# [What the exercise asks]
Count the lines in the rows below that contain the word "white", and reply with the number alone.

====================

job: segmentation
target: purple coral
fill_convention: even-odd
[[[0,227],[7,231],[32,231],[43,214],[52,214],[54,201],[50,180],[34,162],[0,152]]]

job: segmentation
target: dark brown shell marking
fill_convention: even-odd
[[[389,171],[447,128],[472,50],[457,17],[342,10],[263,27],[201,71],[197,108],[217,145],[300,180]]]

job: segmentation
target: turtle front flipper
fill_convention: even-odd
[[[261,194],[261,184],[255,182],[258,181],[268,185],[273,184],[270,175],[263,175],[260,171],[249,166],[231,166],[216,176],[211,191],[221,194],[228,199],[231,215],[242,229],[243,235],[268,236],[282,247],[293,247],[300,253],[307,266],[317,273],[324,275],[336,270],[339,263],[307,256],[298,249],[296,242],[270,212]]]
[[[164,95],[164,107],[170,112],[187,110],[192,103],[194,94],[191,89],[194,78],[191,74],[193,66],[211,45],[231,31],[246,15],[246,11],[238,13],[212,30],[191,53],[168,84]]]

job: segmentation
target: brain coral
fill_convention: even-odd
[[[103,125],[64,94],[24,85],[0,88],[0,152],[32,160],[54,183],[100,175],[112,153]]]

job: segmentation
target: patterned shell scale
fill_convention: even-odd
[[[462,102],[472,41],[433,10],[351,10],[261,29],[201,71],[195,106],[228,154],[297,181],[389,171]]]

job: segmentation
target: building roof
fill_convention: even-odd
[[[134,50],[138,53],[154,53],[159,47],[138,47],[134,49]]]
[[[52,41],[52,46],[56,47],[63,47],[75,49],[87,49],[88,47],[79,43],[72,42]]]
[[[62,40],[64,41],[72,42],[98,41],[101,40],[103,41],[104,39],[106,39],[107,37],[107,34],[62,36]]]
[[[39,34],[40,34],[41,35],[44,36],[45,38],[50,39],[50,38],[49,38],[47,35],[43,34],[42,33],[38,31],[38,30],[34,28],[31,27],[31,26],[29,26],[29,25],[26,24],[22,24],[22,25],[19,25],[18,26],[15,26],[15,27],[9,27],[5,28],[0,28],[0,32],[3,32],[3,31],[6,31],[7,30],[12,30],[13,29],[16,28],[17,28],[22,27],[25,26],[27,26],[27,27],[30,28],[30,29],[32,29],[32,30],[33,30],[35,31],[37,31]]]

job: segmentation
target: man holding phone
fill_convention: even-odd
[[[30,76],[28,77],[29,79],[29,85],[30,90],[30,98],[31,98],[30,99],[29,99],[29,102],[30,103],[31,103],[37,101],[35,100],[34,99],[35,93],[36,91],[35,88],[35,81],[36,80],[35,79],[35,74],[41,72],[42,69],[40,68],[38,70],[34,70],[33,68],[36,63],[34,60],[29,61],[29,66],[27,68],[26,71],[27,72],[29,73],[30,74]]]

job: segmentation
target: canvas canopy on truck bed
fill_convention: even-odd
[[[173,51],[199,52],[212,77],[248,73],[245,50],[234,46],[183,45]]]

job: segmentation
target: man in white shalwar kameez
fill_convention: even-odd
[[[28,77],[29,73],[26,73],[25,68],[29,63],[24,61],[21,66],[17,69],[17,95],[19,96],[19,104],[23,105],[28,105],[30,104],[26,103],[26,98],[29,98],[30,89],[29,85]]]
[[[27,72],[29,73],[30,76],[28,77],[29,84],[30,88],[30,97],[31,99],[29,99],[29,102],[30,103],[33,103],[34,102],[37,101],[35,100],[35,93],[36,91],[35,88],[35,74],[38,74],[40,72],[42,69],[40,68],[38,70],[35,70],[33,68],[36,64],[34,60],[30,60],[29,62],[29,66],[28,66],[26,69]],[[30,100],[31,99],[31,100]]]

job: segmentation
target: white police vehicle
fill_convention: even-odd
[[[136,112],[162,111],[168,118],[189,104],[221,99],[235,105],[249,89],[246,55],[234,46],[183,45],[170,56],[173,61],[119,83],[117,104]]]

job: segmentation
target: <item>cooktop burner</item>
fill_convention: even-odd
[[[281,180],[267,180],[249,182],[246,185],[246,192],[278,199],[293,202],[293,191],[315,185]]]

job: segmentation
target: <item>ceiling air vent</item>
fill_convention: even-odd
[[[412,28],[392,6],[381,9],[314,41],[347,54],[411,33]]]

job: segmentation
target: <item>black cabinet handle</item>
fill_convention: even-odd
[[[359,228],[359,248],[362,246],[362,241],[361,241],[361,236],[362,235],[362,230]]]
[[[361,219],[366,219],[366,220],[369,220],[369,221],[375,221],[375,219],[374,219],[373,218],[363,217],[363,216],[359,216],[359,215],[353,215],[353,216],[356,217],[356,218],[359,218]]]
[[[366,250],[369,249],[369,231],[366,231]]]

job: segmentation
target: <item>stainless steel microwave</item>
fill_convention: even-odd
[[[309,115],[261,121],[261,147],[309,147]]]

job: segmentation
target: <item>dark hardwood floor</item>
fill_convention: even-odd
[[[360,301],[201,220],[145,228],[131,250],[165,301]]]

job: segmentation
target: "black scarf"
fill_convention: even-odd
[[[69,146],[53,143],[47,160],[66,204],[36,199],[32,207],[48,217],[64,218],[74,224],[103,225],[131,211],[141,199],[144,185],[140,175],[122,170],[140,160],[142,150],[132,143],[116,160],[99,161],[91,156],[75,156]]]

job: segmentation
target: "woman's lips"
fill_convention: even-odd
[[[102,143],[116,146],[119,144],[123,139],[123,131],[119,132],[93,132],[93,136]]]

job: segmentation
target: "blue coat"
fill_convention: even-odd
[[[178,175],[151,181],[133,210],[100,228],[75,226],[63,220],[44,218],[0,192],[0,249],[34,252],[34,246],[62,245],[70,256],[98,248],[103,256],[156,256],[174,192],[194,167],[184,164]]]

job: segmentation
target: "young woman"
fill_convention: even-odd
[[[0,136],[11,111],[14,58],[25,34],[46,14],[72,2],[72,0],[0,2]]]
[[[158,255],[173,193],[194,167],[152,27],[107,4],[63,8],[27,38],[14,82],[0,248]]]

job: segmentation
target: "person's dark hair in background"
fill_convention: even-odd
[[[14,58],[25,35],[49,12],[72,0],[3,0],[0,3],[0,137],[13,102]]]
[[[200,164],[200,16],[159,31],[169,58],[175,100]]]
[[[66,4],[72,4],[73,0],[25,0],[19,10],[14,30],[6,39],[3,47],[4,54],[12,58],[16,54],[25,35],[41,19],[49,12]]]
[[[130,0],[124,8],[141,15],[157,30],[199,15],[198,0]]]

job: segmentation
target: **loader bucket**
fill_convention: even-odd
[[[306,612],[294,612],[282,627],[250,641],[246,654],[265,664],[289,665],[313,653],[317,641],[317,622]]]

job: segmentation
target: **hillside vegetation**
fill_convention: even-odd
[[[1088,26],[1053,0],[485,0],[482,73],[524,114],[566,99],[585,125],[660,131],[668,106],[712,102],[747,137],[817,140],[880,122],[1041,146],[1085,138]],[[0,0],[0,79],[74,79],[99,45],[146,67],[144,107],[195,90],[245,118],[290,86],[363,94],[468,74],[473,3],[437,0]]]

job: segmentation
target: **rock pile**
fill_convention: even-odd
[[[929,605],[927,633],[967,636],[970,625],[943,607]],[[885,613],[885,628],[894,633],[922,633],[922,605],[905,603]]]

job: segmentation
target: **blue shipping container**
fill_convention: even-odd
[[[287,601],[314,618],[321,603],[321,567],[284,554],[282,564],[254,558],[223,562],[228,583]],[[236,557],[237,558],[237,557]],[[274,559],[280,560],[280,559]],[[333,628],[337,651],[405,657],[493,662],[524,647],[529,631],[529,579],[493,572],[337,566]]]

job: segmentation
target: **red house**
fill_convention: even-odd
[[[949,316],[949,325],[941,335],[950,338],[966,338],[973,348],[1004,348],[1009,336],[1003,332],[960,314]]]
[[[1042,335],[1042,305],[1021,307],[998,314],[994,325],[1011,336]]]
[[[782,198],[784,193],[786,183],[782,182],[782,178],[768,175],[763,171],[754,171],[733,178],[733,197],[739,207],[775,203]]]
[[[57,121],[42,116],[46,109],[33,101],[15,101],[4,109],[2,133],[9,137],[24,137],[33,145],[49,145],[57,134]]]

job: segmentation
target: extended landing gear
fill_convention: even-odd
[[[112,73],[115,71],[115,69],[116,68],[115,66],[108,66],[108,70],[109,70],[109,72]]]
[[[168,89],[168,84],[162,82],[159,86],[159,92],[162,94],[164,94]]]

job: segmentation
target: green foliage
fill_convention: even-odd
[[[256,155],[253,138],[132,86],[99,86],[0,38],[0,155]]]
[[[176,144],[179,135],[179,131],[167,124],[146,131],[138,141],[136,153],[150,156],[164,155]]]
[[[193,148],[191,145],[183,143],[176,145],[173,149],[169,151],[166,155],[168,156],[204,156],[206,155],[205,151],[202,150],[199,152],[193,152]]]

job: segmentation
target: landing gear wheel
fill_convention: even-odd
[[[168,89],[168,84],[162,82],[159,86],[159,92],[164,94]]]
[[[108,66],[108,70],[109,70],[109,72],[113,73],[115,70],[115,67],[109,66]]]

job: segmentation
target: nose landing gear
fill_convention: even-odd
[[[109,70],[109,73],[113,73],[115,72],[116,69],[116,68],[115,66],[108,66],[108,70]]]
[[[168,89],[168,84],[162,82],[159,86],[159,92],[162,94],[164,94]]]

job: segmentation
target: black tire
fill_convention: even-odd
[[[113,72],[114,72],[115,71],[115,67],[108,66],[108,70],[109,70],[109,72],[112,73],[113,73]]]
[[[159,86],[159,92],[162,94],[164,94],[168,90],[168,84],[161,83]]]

====================

# [Full response]
2